Условие задания: Обновите фрагмент материала от строки, содержащей "blossom cluster, which", до конца материала включительно: замените "innermost" на "most central" и больше ничего не меняйте.

Записи:
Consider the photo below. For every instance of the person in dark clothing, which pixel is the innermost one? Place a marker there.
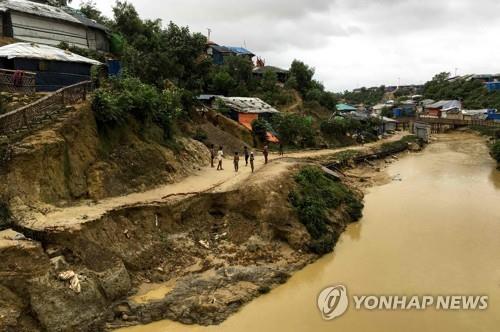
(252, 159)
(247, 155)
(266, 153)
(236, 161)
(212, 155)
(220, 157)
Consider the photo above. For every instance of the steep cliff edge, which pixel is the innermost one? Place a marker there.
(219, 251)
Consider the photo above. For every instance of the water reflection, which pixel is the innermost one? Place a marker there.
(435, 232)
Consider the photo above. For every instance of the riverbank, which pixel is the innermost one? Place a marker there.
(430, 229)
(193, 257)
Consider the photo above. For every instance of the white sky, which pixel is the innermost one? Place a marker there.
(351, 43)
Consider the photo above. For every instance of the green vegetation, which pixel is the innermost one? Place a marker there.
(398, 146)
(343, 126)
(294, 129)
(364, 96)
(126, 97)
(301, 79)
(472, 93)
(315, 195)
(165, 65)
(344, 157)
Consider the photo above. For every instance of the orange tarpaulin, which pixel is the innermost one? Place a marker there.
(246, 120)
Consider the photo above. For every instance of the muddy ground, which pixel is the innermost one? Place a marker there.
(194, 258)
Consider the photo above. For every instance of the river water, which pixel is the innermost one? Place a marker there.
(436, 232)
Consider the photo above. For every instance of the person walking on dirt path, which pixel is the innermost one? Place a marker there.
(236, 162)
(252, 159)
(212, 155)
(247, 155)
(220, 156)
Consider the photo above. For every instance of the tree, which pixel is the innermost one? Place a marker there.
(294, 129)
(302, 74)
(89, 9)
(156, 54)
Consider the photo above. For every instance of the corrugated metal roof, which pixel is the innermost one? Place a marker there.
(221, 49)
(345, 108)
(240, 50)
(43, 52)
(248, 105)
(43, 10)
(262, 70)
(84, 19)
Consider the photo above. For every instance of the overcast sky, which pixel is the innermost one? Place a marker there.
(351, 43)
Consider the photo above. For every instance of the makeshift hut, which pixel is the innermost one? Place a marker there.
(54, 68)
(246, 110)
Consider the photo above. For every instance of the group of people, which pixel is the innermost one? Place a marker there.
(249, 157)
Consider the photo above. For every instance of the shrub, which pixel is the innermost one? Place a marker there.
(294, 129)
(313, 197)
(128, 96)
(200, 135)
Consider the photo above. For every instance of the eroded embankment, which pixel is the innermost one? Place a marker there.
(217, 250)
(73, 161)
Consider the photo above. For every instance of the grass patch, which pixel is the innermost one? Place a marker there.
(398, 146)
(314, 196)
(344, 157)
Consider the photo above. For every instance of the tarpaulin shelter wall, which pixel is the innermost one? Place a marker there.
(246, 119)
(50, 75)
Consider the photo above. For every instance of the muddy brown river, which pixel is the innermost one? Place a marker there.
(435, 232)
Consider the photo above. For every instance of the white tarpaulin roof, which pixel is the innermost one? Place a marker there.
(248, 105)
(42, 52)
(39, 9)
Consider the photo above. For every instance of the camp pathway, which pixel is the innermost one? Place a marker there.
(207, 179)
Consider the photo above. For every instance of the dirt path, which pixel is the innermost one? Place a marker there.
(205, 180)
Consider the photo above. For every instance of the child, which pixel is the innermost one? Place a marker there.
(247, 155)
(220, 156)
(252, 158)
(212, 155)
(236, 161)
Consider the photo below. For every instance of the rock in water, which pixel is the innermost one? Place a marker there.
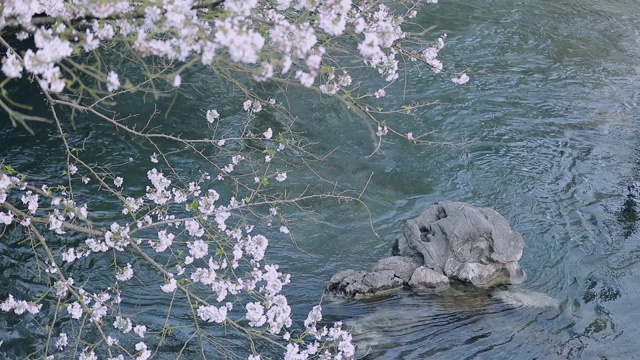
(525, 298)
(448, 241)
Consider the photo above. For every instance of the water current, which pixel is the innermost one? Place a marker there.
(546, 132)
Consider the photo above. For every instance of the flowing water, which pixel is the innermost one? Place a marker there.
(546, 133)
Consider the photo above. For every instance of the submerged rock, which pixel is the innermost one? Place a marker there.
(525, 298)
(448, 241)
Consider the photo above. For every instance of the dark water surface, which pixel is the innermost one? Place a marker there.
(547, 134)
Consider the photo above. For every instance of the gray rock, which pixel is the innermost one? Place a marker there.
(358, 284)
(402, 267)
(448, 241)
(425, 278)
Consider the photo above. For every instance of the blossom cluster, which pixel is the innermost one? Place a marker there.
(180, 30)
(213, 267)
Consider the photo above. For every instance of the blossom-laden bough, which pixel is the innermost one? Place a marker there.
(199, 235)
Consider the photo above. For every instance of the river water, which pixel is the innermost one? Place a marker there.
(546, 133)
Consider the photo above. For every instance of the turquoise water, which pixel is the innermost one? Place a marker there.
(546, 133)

Результат:
Consider the photo above. For every instance of the blossom cluster, which pixel is the most central one? Place a marker there.
(180, 30)
(213, 267)
Consider the photo above. For every instance of the blossom-laden bough, which pixel is the most central one? Place a marker there.
(199, 235)
Consider the photo above. For every instance of the river water, which pixel is the most central one? Place a marker there.
(546, 133)
Consider the photo above. For every instance of the turquoise water, which pixel is the most central one? Place a marker there.
(546, 133)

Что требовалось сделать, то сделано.